* WHAT YOU ARE ASKED TO DO
Rewrite the entries below with every "Target" changed to "Object" and everything else left as it is. Omit the pictures from your answer.

* ENTRIES
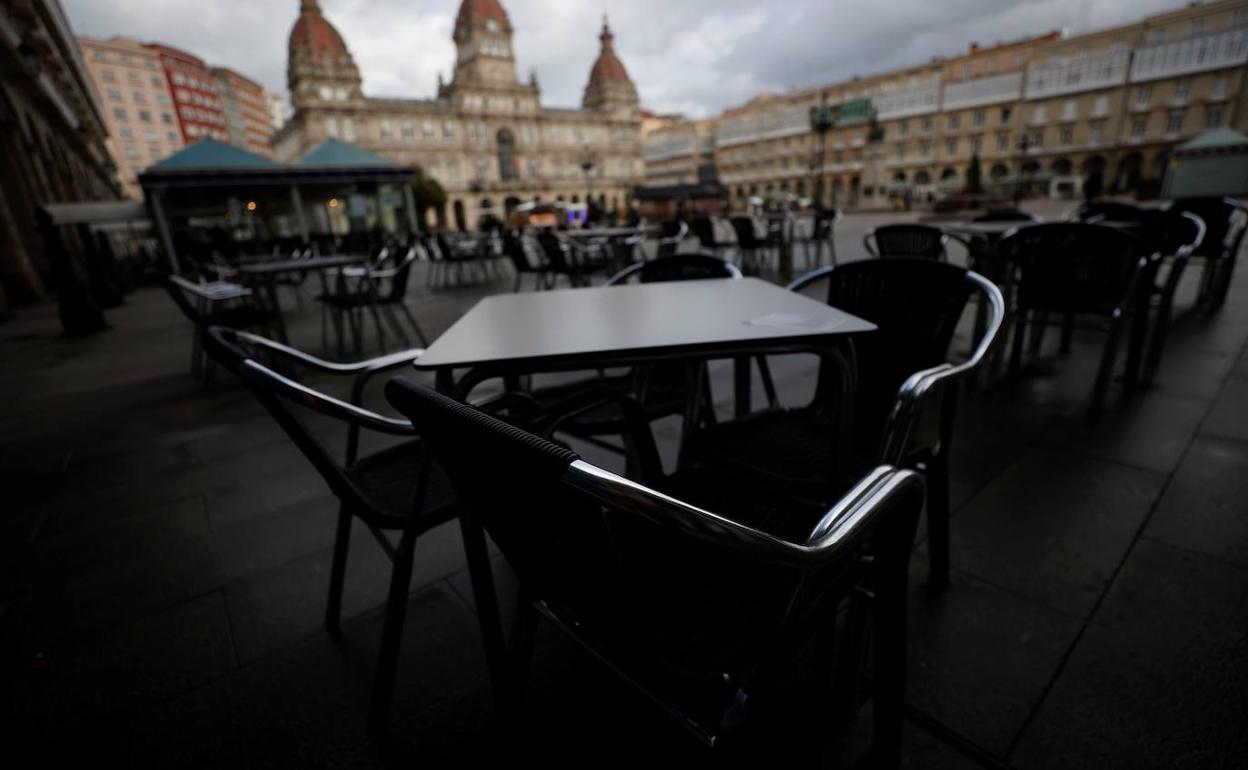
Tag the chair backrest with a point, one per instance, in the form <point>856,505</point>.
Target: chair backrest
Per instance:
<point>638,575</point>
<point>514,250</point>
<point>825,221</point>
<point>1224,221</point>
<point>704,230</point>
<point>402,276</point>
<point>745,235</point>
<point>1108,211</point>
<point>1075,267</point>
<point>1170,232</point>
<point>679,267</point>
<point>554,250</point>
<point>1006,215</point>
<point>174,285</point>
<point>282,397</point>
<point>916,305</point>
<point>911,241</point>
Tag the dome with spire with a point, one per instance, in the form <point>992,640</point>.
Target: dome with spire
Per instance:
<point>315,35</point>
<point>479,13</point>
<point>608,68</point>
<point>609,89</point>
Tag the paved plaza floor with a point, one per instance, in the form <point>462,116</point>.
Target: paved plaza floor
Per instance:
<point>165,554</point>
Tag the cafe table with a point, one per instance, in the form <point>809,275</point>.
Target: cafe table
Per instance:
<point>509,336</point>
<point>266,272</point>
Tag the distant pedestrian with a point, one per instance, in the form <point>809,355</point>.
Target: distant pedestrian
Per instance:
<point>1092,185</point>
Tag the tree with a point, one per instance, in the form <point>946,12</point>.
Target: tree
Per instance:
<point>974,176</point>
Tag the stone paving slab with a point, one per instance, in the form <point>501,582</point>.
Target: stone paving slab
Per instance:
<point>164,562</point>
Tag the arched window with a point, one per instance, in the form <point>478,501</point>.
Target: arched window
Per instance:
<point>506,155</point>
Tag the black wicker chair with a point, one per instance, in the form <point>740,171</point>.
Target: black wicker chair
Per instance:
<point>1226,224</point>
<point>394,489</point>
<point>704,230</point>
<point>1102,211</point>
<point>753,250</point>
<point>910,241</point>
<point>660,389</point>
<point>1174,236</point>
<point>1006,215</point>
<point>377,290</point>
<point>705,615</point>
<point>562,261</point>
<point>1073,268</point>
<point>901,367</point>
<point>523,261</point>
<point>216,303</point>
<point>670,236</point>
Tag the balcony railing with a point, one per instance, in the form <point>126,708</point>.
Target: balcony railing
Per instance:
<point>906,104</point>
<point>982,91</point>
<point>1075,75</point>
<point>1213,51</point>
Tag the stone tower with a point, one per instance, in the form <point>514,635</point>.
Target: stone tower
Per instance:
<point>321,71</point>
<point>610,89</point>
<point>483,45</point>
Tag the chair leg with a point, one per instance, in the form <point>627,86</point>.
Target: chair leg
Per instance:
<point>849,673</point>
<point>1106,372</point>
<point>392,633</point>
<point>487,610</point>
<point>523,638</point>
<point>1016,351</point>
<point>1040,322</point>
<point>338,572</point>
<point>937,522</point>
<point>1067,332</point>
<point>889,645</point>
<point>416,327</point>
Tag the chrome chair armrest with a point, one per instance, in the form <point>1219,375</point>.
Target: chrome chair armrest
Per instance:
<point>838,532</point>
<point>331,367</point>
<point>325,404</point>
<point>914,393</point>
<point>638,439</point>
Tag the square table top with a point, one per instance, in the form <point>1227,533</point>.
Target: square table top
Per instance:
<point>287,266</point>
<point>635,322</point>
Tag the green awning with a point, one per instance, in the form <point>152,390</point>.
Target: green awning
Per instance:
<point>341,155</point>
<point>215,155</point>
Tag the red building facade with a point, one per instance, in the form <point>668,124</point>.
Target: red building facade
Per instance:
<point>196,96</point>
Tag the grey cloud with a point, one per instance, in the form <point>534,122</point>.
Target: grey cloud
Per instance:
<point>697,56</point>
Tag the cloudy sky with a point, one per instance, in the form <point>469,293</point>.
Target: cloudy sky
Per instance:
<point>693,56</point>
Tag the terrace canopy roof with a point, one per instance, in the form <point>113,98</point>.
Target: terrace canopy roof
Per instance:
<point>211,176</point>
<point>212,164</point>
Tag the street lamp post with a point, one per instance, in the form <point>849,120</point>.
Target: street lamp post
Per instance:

* SOLUTION TO THIS PROBLEM
Tag the chair backrest with a point, one per instance, in the form <point>856,505</point>.
Object: chair backrest
Per instance:
<point>638,575</point>
<point>514,250</point>
<point>825,221</point>
<point>1224,221</point>
<point>704,230</point>
<point>402,276</point>
<point>745,235</point>
<point>1108,211</point>
<point>1075,267</point>
<point>1170,232</point>
<point>679,267</point>
<point>554,250</point>
<point>1006,215</point>
<point>174,285</point>
<point>282,397</point>
<point>916,305</point>
<point>911,241</point>
Tag the dome with spire with a point, one per instance, in the form <point>992,640</point>.
Object: dome with spire
Per instance:
<point>315,35</point>
<point>479,13</point>
<point>608,68</point>
<point>609,89</point>
Tag the paved plaza floor with a point, one per instance, in the form <point>462,116</point>.
Object: paved plaza floor
Per instance:
<point>165,554</point>
Tag the cafe table with a point, one per instance, in the form <point>809,275</point>.
Object: cafe table
Per instance:
<point>509,336</point>
<point>266,272</point>
Tag the distant pedestrian with a point, one per instance, in the form <point>809,355</point>.
Object: distant pedestrian
Per instance:
<point>1092,185</point>
Tag the tree with a point, one per instance, in the form <point>946,12</point>.
Object: tree
Per instance:
<point>974,176</point>
Tag the stone paving slab with a point, one per instance, in the form <point>501,582</point>.
Object: stone paving slab
Per instance:
<point>164,562</point>
Tag the arched window with a point, one per instance, in the form <point>478,501</point>.
Object: arched window
Per instance:
<point>506,155</point>
Tag the black wicker chair with a point, one per instance, in the form <point>740,171</point>.
Object: black wicker chair
Per instance:
<point>1226,224</point>
<point>394,489</point>
<point>704,230</point>
<point>1102,211</point>
<point>753,250</point>
<point>910,241</point>
<point>660,389</point>
<point>1174,236</point>
<point>1006,215</point>
<point>377,290</point>
<point>705,615</point>
<point>562,261</point>
<point>1073,268</point>
<point>901,367</point>
<point>523,261</point>
<point>216,303</point>
<point>670,236</point>
Tag the balcony railing with a point, one per instance, in the form <point>126,708</point>.
Object: balcony railing
Per instance:
<point>906,104</point>
<point>982,91</point>
<point>1075,75</point>
<point>1213,51</point>
Tag the stone tower with a point, one per instance, in the form <point>514,635</point>.
Object: stone tower
Per instance:
<point>321,71</point>
<point>610,89</point>
<point>483,45</point>
Tag the chair leg with a point, one per instance, in the form <point>627,86</point>.
Object: chair leg
Per instance:
<point>849,673</point>
<point>1106,372</point>
<point>392,633</point>
<point>487,610</point>
<point>523,638</point>
<point>1016,351</point>
<point>1040,322</point>
<point>338,572</point>
<point>937,522</point>
<point>1067,332</point>
<point>889,645</point>
<point>416,327</point>
Tag the chrome chair armrest with a point, one per instance, in the form <point>1219,375</point>.
Object: chrome chair armrest
Per instance:
<point>838,532</point>
<point>331,367</point>
<point>325,404</point>
<point>914,393</point>
<point>638,439</point>
Tag the square table top with a point, one per instance, in the form <point>1227,533</point>.
Object: square table top
Per instance:
<point>287,266</point>
<point>635,322</point>
Tag the green awning with a point, one per instance, in the form <point>152,390</point>.
Object: green awning
Per instance:
<point>341,155</point>
<point>215,155</point>
Tag the red building facade with a point, one per instance, in the form <point>668,124</point>.
Object: red building facade
Per instance:
<point>196,96</point>
Tag the grey cloud with a point, one per instance, in the form <point>534,122</point>.
Object: grey cloud
Per instance:
<point>697,56</point>
Tag the cloudy sky with a point, one per instance, in the form <point>469,293</point>.
Object: cloudy sky
Per instance:
<point>693,56</point>
Tag the terrace canopy roof with a point, one per instance, in the form <point>113,98</point>.
Object: terrace canopy roof
Per instance:
<point>211,176</point>
<point>212,164</point>
Tag the street lamp post with a point, one per instance, in the form <point>849,120</point>.
Object: street lamp post
Per instance:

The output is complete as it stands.